## Data records
◆ ◆ ◆ ◆ ◆ ◆ ◆

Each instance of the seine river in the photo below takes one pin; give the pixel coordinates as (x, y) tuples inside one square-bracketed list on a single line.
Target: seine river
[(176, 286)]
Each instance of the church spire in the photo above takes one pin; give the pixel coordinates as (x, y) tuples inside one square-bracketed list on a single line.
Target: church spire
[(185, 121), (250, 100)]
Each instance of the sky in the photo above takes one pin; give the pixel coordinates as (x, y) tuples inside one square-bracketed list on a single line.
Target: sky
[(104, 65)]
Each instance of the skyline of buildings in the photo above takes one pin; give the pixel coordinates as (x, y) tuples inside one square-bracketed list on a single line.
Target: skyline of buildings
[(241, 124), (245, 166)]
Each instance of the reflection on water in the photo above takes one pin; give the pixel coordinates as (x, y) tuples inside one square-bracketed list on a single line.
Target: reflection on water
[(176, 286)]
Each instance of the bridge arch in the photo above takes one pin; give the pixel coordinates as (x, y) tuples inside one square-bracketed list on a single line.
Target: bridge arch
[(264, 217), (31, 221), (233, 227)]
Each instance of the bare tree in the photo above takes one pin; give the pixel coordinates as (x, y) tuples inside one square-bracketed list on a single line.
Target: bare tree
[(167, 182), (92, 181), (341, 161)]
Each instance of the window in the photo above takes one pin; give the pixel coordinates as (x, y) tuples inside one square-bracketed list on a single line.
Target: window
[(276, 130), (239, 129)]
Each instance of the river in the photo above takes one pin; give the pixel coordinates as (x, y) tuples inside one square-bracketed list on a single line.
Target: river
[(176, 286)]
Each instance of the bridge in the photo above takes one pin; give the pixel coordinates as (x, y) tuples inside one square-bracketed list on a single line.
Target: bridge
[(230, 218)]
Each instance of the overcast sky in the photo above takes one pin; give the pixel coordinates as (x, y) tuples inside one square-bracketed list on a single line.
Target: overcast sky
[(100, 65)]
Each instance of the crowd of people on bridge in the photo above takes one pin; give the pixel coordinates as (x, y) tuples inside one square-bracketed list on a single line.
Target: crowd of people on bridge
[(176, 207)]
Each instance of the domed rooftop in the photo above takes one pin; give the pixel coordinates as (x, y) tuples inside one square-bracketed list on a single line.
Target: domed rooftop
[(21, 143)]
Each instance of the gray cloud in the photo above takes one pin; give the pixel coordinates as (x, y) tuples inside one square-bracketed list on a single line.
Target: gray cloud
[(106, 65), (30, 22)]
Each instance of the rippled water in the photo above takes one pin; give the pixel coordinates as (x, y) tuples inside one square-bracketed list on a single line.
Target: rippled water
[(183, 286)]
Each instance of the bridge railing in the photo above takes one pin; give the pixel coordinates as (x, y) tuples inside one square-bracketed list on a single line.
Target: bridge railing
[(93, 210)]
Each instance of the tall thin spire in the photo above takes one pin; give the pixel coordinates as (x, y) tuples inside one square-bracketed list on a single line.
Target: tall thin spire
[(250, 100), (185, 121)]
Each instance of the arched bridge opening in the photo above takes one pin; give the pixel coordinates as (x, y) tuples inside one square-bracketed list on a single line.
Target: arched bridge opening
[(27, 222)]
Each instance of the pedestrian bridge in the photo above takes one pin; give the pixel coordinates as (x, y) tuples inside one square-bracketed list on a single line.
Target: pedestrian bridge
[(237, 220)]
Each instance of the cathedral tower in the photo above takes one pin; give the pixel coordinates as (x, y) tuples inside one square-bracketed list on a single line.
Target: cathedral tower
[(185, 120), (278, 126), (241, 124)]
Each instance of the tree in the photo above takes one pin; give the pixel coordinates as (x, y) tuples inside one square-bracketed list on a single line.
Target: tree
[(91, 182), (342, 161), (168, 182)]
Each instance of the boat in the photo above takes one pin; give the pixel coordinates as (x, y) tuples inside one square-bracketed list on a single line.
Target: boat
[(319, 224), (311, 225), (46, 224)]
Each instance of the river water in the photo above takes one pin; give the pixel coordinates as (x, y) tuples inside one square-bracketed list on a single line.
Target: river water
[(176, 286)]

◆ ◆ ◆ ◆ ◆ ◆ ◆

## Your instructions
Lines from the one containing "Each instance of the river water" through the last line of the records, restated word for word: that is the whole response.

## Written answer
Each instance of the river water in the photo above takes one pin; give the pixel coordinates as (x, y) tuples inside one square-bracketed list on a single line.
Target: river water
[(176, 286)]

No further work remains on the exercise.